Task prompt: Please return, word for word, the portion of the LLM customization passage from "One risk with" up to and including "of continual learning.".

Document segment:
◆ ◆ ◆ ◆

Imagine LoRA as a set of magical hats that enable the wearer to perform an associated skill. Put on the magical chef’s hat and cook a five-star meal. Don the magical hard hat and build a house. Wear the magical motorcycle helmet and win the Isle of Man TT. Grab a magical baseball cap and bring in the game-winning run.

Reinforcement learning with human feedback (RLHF)

Reinforcement learning with human feedback (RLHF) uses a partnered reward model to fine-tune a pre-trained model for complex, subjective tasks. An ML model cannot judge whether a piece of writing is evocative, but humans can, and those humans can teach a model to mimic their preferences.

With RLHF, humans train a reward model for the new task. The reward model’s job is to successfully predict how a human would react to a given input. Whereas standard model training penalizes errors, reward training incentivizes good performance.

Then, the reward model in turn teaches the foundation model how to behave, based on the preferences of the human trainers. Once the reward model is trained, it can train the foundation model without a human in the loop (HITL).

As with all types of machine learning, the model is not thinking critically, or even thinking at all. Rather, it is mathematically choosing the outcome that is most likely to match the preferences of its human trainers.

Continual fine-tuning (CFT)

Continual fine-tuning (CFT) is a type of continual learning that sequentially adapts a model to new tasks. Using instruction tuning—training a model using labeled pairs of instructional inputs and related outputs—the model is adapted to a wider data set for downstream tasks. CFT often teaches models to perform the same task on different data distributions.

One risk with all types of continual learning is catastrophic forgetting: when a model loses the ability to perform older tasks after being adapted for new ones. Fortunately, ML researchers have developed several mitigation techniques to help developers avoid catastrophic forgetting in the pursuit of continual learning.

Fine-tuning benefits

Fine-tuning adapts models to new use cases while sidestepping the costs of developing new models. Many types of fine-tuning further increase efficiency by only adjusting a small number of parameters. Fine-tuning also shines in situations where there isn’t enough data to train a model from scratch.

Prompt engineering

Also known as in-context learning or prompt-based learning, prompt engineering includes relevant information in the prompt to help the LLM generate better responses. During inference—when the model fields a user prompt—the user typically provides explicit instructions and examples to follow.

For example, a model being asked to perform text summarization can benefit from a prompt that shows it how to format its summary—as a bulleted list, perhaps. More comprehensive prompts help the model return the type of response that the user expects to receive.

Deep learning researchers have developed numerous types of prompt engineering techniques. Some landmark developments include:

  • Few-shot prompting: The model is given a handful of example outputs (known as shots) after which to model its responses. The model can follow the examples and base its response on the shots that the user provides in the prompt.

  • Chain-of-thought (CoT) prompting: The prompt includes a step-by-step reasoning method for the model to follow. The model structures its response generation according to the CoT provided by the user. CoT prompting is an advanced technique requiring a practiced understanding of how LLMs generate responses.

Prompt engineering benefits

Unlike many other LLM customization techniques, prompt engineering requires no additional coding or development. Instead, prompt engineers must be well-versed in the context in which the LLM is to be deployed so that they can craft effective and informed prompts.

When implemented correctly, prompt engineering is a valuable natural language processing (NLP) technique that allows anyone—especially artificial intelligence (AI) beginners—to customize LLMs. Alongside the widespread availability of open source LLMs and open source AI tools, prompt engineering is an accessible gateway to machine learning that rewards experimentation, curiosity and persistence.

◆ ◆ ◆ ◆

Items from a data source
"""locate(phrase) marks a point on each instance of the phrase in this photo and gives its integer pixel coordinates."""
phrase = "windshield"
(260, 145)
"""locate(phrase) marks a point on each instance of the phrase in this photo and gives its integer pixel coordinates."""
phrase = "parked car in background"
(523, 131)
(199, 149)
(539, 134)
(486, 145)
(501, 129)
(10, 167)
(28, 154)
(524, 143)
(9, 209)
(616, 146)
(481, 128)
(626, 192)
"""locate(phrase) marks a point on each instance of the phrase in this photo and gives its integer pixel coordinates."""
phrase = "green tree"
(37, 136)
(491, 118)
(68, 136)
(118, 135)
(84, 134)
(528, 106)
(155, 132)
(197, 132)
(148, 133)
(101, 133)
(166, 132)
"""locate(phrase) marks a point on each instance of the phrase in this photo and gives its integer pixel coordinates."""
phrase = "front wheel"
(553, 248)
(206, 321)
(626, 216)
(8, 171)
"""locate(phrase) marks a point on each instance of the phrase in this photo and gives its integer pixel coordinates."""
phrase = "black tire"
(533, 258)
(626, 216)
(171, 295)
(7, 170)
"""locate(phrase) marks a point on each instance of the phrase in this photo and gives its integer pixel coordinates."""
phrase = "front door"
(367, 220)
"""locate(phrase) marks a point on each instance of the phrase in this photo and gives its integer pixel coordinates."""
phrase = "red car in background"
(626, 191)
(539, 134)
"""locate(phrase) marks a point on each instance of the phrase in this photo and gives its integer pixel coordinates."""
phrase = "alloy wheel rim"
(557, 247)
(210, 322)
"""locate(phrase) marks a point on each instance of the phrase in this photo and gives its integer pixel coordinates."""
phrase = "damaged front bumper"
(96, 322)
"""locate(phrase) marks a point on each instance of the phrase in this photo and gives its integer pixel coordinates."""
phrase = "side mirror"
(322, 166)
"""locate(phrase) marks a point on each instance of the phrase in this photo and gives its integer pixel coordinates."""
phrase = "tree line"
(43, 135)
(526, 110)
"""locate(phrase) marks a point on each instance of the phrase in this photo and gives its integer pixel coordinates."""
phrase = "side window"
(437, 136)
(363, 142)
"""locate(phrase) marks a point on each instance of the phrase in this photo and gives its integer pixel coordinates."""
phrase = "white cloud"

◆ ◆ ◆ ◆

Result of this exercise:
One risk with all types of continual learning is catastrophic forgetting: when a model loses the ability to perform older tasks after being adapted for new ones. Fortunately, ML researchers have developed several mitigation techniques to help developers avoid catastrophic forgetting in the pursuit of continual learning.